▶ **TEXT PASSAGE**
-- BEGIN --

As Castillo recalls, a Kaplan academic advisor told her she could simply fill out a withdrawal form and incur no additional expenses beyond the registration fees she had already paid. But a year and a half later, in 2006, collections agents began hounding her, she says, demanding that she pay some $10,000 in supposedly overdue tuition charges. Despite having attended only two online sessions, Castillo had remained officially enrolled at Kaplan for nearly a year after her withdrawal.

Far from an aberration, Castillo's experience typifies the results of a practice known informally inside Kaplan as "guerilla registration": academic advisors have long enrolled students in classes they never take, without their consent.... Managers at Kaplan--the highly profitable educational arm of the Washington Post Co.-- have for years pressured academic advisors to use this method to boost enrollment numbers, the former employees said, offering accounts consistent with dozens of complaints filed by former students with the Florida Attorney General's Office and reviewed by The Huffington Post. Guerilla registration has been part of a concerted effort by the university to keep students enrolled as long as possible in order to harvest more of the federal financial aid dollars that make up nearly all of the company's higher education revenues, according to former Kaplan academic advisor Sheldon Cobbler, who described the practice in detail.

-- END --

▶ **EXERCISES**
1) Translate this sentence from the passage on Kaplan's enrollment practices into Spanish: "Despite having attended only two online sessions, Castillo had remained officially enrolled at Kaplan for nearly a year after her withdrawal."
2) Print the portion of the passage on Kaplan's enrollment practices from "As Castillo recalls, a" up to and including "after her withdrawal.".
Rely solely on the passage on Kaplan's enrollment practices.

▶ **RECORDS SHOWN**
-- BEGIN --

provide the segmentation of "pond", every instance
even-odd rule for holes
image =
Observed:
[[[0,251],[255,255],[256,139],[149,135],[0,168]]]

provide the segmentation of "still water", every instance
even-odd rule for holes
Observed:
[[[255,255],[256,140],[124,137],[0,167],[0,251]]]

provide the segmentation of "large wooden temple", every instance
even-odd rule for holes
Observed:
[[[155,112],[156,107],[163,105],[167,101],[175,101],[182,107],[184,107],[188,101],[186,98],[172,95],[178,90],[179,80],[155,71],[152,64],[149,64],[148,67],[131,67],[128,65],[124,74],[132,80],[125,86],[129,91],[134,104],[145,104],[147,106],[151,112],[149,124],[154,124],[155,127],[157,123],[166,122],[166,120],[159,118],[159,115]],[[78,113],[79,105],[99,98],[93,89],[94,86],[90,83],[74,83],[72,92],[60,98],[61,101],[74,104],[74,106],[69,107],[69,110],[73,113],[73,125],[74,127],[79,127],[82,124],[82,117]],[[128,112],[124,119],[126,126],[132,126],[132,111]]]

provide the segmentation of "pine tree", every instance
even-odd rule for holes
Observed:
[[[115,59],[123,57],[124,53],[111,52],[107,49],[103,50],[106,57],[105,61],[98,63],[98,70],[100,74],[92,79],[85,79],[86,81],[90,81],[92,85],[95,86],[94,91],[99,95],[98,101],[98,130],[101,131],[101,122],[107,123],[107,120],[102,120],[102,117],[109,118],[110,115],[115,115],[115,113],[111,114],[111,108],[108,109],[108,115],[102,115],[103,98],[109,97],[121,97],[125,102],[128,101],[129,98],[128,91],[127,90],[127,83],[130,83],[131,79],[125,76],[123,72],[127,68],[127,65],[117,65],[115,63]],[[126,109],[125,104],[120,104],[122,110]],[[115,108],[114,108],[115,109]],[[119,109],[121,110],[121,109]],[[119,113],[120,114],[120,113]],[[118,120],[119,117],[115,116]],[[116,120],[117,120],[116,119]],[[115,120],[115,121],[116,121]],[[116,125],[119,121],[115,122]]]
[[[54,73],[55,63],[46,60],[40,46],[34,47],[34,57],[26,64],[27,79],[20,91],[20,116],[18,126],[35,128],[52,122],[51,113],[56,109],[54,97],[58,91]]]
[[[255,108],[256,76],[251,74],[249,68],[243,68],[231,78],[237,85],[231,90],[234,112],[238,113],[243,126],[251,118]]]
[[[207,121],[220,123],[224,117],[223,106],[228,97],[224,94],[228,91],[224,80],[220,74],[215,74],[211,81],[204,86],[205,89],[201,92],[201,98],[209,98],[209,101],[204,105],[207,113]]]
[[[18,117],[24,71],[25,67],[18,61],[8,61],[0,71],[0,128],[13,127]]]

-- END --
-- BEGIN --

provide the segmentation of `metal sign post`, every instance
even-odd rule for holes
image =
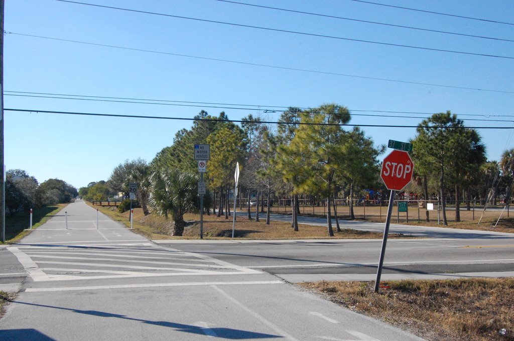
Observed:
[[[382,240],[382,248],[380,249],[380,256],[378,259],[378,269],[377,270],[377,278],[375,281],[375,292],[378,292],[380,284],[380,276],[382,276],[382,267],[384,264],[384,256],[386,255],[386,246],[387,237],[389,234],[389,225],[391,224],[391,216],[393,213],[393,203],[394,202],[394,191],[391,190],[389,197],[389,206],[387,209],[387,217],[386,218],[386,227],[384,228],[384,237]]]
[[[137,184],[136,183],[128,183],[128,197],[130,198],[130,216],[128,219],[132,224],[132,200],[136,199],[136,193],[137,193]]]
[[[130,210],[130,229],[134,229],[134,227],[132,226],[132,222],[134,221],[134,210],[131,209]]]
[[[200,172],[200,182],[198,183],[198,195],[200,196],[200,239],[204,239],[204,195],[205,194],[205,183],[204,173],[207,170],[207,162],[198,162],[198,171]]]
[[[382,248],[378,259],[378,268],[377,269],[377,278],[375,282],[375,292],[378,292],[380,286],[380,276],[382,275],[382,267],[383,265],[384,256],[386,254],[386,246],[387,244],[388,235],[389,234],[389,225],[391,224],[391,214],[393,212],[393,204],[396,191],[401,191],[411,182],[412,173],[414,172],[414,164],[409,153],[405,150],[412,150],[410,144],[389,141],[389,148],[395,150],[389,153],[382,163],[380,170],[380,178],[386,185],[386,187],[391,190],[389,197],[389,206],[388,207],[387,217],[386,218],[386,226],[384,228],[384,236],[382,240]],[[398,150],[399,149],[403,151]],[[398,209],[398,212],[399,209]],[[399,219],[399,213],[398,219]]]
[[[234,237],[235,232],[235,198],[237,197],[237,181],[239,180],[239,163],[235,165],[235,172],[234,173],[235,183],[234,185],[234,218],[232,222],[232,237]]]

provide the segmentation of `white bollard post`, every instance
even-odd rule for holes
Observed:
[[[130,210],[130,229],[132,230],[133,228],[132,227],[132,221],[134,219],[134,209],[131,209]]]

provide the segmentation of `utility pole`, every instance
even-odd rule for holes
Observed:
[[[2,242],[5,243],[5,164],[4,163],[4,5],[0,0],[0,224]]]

-- END --

▶ **FINAL RESULTS**
1) Pese a haber asistido solo a dos sesiones en línea, Castillo había permanecido oficialmente matriculada en Kaplan durante casi un año después de su retiro.

2)
As Castillo recalls, a Kaplan academic advisor told her she could simply fill out a withdrawal form and incur no additional expenses beyond the registration fees she had already paid. But a year and a half later, in 2006, collections agents began hounding her, she says, demanding that she pay some $10,000 in supposedly overdue tuition charges. Despite having attended only two online sessions, Castillo had remained officially enrolled at Kaplan for nearly a year after her withdrawal.